====== Page excerpt ======

We pushed on from the tower and saw that there was a huge fire road leading down, but the trail blazes seemed to continue forward back into the woods. We decided to take this route and then within a short distance came to the real view. We both felt bad that these girls, who had been up here several times, had always missed the real view up here. The view here did give us nice views of Strasburg below. I noticed that one of the rocks had a plaque below it that was put in here for a couple that loved coming up here.
The trail then loops back and does join the fire road very shortly. We walked down the steep fire road and came upon another hiker who had just hiked up the fire road to the summit. The fire road was a fairly steep descent and had nice wildflowers along both sides. At 5.5 miles, we came across a bench and a junction with the blue-blazed Tuscarora trail. We took this trail to start our return trip. The Tuscarora Trail was more overgrown and the climb up Meneka Peak was the steepest climb on this hike. We were finally finished with the uphill at 6.4 miles and then the trail descends on the other side of the ridgeline just as steeply.
The trail descends for a good distance. At 8.1 miles, we passed by the pink-blazed Sidewinder trail and the trail leveled out a little more. We continued on and the trail became orange-blazed again at 9.5 miles. We followed the orange-blazed trail through the tricky section mentioned above and then arrived back at a lower section of the parking lot at 10.2 miles.
Overall, I was underwhelmed on this hike. The views were nice, but I have seen a lot better view hikes. I can imagine that in a few years, the trees and bushes may obstruct the main view even further.

====== Records shown ======

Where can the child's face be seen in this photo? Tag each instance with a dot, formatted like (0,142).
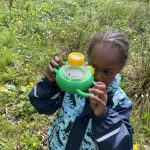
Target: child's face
(106,62)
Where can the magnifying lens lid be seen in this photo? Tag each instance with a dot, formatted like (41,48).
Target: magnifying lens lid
(76,59)
(75,72)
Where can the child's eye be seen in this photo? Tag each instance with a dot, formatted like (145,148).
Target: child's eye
(108,73)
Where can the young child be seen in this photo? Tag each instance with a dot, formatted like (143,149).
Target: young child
(100,122)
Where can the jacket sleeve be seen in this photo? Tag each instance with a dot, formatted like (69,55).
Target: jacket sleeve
(112,131)
(46,97)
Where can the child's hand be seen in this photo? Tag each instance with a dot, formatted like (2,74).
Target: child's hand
(57,62)
(98,99)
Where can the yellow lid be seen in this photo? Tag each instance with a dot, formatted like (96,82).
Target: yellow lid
(92,69)
(76,59)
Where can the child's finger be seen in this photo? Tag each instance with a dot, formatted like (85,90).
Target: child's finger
(98,93)
(100,86)
(95,99)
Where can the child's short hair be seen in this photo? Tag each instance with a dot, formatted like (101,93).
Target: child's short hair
(113,38)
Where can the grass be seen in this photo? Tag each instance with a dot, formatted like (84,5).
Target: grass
(32,32)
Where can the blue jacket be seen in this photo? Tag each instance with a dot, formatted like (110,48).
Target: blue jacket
(76,127)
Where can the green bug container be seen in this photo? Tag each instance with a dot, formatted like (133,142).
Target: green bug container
(75,76)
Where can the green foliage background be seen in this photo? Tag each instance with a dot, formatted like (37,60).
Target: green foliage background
(33,31)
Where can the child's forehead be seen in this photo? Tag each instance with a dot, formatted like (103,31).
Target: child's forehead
(104,54)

======

Retype the passage from the hike description starting at "We pushed on" and ending at "coming up here.". The rows are separate material, unrelated to the hike description.

We pushed on from the tower and saw that there was a huge fire road leading down, but the trail blazes seemed to continue forward back into the woods. We decided to take this route and then within a short distance came to the real view. We both felt bad that these girls, who had been up here several times, had always missed the real view up here. The view here did give us nice views of Strasburg below. I noticed that one of the rocks had a plaque below it that was put in here for a couple that loved coming up here.